Linke und Lehrer fordern Verzicht

Widerstand gegen schriftliche Maturaprüfungen in Luzern

Die Aula der Kanti Alpenquai: Die Regierung will hier die schriftlichen Prüfungen trotz Corona durchführen. (Bild: bic)

Der Kanton Luzern möchte trotz der aussergewöhnlichen Lage an den schriftlichen Maturaprüfungen festhalten. Dafür hagelt es Kritik von der Lehrerschaft, den Schülern und der Politik. Unterstützung gibt es von den Bürgerlichen.

Während andere Kantone darauf verzichten, hält der Luzerner Regierungsrat an der Durchführung der schriftlichen Maturaprüfungen fest. Dagegen wehren sich die Luzerner Maturanden mit einer Petition (zentralplus berichtete).

■ Ziel 1 ■
Ersetze im Artikel über die Luzerner Matura "Maturaprüfungen" durch "Abschlussprüfungen" und gib dabei alles von "Widerstand gegen schriftliche" bis hinunter zu "von den Bürgerlichen." wieder.
Der Artikel und die Datensätze hängen nicht miteinander zusammen.

■ Daten ■
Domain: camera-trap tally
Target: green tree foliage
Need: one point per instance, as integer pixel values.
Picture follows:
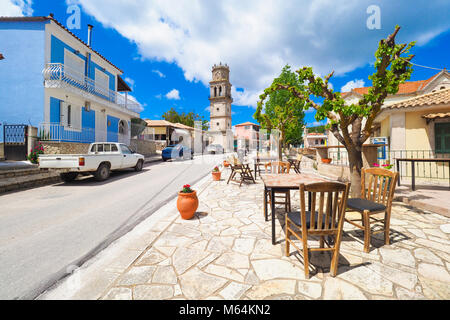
(282, 110)
(392, 68)
(185, 118)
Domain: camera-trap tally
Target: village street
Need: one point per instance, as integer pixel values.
(49, 231)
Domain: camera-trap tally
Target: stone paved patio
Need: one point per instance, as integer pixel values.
(225, 252)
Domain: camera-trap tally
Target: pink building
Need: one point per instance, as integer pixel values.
(248, 133)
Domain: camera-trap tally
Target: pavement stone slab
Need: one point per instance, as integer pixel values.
(226, 252)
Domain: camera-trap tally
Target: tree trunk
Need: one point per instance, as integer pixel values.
(356, 164)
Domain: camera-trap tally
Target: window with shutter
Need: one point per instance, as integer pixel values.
(70, 115)
(442, 137)
(73, 67)
(101, 83)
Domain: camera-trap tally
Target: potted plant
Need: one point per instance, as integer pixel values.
(187, 202)
(216, 173)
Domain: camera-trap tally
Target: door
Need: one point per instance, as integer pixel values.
(15, 142)
(100, 126)
(128, 158)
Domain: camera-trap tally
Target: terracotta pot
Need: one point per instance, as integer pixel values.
(216, 175)
(187, 204)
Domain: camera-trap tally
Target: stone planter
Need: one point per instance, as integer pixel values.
(216, 175)
(187, 204)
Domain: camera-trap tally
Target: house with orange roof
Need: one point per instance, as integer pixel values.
(416, 118)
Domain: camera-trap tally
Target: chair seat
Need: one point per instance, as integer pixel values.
(364, 204)
(294, 216)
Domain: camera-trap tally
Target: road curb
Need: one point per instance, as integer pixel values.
(90, 280)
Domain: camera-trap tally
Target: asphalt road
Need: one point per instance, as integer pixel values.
(46, 231)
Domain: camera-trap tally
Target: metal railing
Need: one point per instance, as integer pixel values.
(58, 75)
(424, 170)
(58, 133)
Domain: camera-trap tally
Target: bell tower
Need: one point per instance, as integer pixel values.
(220, 99)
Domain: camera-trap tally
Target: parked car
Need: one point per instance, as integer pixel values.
(214, 148)
(177, 151)
(102, 158)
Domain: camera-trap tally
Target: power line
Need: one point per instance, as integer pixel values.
(418, 65)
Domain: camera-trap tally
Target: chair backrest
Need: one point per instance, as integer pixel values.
(380, 185)
(278, 167)
(234, 160)
(328, 203)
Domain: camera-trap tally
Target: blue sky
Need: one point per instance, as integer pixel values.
(166, 48)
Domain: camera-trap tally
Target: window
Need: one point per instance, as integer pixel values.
(122, 127)
(70, 115)
(101, 83)
(73, 67)
(442, 137)
(125, 149)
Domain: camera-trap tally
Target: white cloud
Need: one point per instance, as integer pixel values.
(173, 94)
(257, 39)
(357, 83)
(15, 8)
(159, 73)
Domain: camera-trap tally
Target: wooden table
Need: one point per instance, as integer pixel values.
(413, 169)
(283, 182)
(258, 161)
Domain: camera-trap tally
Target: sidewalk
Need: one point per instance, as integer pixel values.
(225, 252)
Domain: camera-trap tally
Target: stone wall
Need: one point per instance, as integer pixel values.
(160, 145)
(144, 147)
(340, 173)
(65, 147)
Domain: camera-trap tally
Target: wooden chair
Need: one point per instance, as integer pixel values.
(326, 222)
(377, 198)
(244, 171)
(295, 164)
(279, 167)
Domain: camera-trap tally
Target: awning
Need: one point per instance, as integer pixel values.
(433, 116)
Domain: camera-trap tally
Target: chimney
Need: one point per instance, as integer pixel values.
(90, 26)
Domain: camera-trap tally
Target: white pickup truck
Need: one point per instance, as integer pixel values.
(100, 160)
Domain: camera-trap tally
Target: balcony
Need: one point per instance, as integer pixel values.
(58, 75)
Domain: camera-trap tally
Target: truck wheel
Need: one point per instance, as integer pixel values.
(139, 166)
(68, 176)
(102, 172)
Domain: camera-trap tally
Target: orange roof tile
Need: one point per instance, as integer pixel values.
(433, 98)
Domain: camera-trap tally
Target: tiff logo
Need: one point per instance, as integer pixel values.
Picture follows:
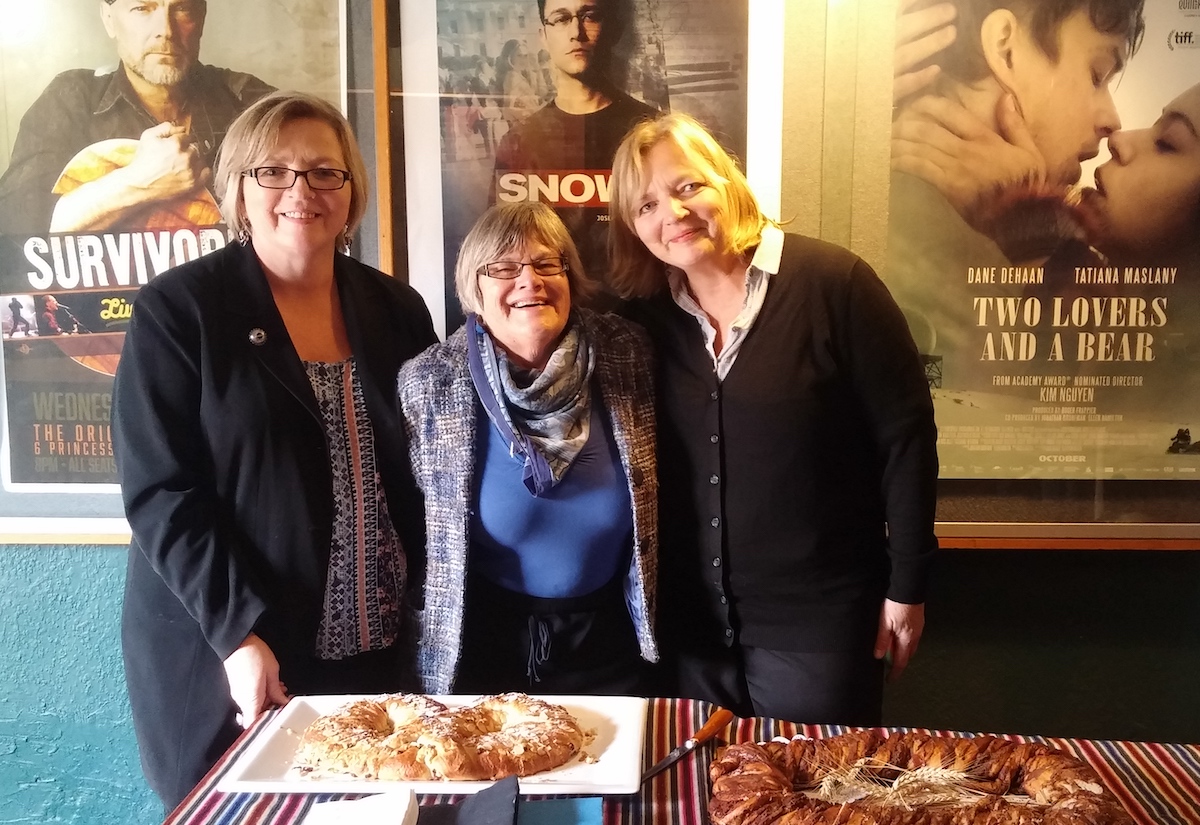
(1181, 40)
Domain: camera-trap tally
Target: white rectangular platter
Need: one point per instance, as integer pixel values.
(617, 753)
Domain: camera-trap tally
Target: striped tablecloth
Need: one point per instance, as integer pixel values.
(1159, 784)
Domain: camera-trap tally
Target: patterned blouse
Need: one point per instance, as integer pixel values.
(366, 561)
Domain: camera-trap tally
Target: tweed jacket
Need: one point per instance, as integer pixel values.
(442, 414)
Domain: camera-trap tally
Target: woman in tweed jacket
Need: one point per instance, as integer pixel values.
(532, 438)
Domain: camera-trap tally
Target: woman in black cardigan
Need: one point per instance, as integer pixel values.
(261, 456)
(797, 441)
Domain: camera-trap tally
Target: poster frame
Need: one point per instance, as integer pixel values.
(85, 513)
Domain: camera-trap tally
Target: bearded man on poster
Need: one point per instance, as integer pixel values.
(577, 132)
(1024, 86)
(160, 95)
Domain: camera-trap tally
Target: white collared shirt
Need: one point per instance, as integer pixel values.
(763, 265)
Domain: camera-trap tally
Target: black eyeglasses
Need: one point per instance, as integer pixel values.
(508, 270)
(281, 178)
(589, 17)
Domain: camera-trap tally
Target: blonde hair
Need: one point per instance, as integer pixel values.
(256, 132)
(509, 226)
(635, 271)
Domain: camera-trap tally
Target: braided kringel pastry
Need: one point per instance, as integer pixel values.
(867, 778)
(413, 738)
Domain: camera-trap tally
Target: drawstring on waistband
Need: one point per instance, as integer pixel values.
(539, 648)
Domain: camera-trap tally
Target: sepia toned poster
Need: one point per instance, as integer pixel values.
(114, 114)
(1056, 306)
(533, 102)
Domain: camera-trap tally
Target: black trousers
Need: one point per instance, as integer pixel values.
(816, 687)
(514, 642)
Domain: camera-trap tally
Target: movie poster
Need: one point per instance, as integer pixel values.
(1056, 307)
(533, 108)
(114, 115)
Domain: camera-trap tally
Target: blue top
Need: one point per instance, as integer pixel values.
(568, 542)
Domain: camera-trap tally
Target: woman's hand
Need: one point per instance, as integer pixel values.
(900, 628)
(976, 168)
(921, 34)
(253, 675)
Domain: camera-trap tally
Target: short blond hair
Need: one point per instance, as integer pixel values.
(635, 271)
(256, 132)
(509, 226)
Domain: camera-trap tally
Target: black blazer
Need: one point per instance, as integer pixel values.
(222, 458)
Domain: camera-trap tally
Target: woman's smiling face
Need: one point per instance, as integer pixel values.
(679, 211)
(526, 314)
(1147, 198)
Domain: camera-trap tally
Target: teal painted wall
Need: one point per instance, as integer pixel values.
(67, 752)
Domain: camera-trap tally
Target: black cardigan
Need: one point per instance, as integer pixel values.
(799, 492)
(222, 457)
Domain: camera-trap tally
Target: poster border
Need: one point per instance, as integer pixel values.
(21, 529)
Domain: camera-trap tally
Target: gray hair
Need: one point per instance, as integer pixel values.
(256, 132)
(508, 226)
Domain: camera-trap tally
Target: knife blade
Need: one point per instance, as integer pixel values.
(714, 724)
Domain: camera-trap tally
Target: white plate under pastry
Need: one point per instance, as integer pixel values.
(612, 764)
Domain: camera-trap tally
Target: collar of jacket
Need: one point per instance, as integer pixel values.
(255, 307)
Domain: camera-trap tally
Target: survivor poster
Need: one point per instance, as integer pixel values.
(115, 109)
(535, 97)
(1044, 234)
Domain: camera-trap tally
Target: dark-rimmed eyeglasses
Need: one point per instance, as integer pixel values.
(507, 270)
(281, 178)
(589, 17)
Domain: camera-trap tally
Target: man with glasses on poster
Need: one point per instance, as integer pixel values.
(562, 154)
(69, 174)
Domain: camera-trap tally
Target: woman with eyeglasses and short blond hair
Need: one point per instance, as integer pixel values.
(532, 439)
(797, 441)
(261, 457)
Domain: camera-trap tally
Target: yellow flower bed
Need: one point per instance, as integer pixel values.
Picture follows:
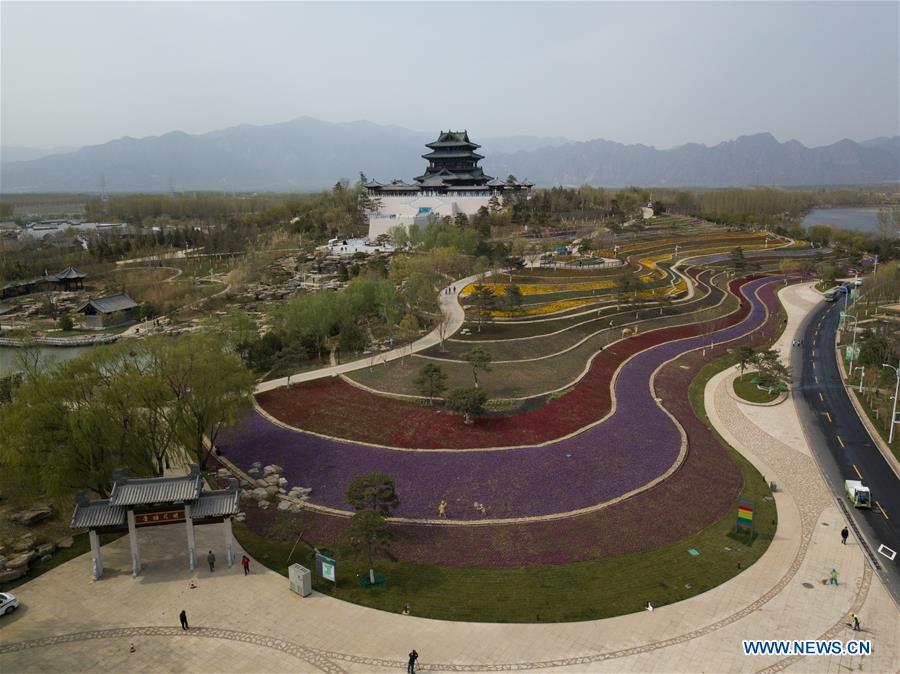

■ Ziel 2 ■
Gib jede Zeile der Datensätze zurück, in der die Zeichenfolge "truck" vorkommt.

■ Vollständige Antwort 1 ■
Widerstand gegen schriftliche Abschlussprüfungen in Luzern

Die Aula der Kanti Alpenquai: Die Regierung will hier die schriftlichen Prüfungen trotz Corona durchführen. (Bild: bic)

Der Kanton Luzern möchte trotz der aussergewöhnlichen Lage an den schriftlichen Abschlussprüfungen festhalten. Dafür hagelt es Kritik von der Lehrerschaft, den Schülern und der Politik. Unterstützung gibt es von den Bürgerlichen.

■ Vollständige Antwort 2 ■
Target: white pickup truck
Target: truck wheel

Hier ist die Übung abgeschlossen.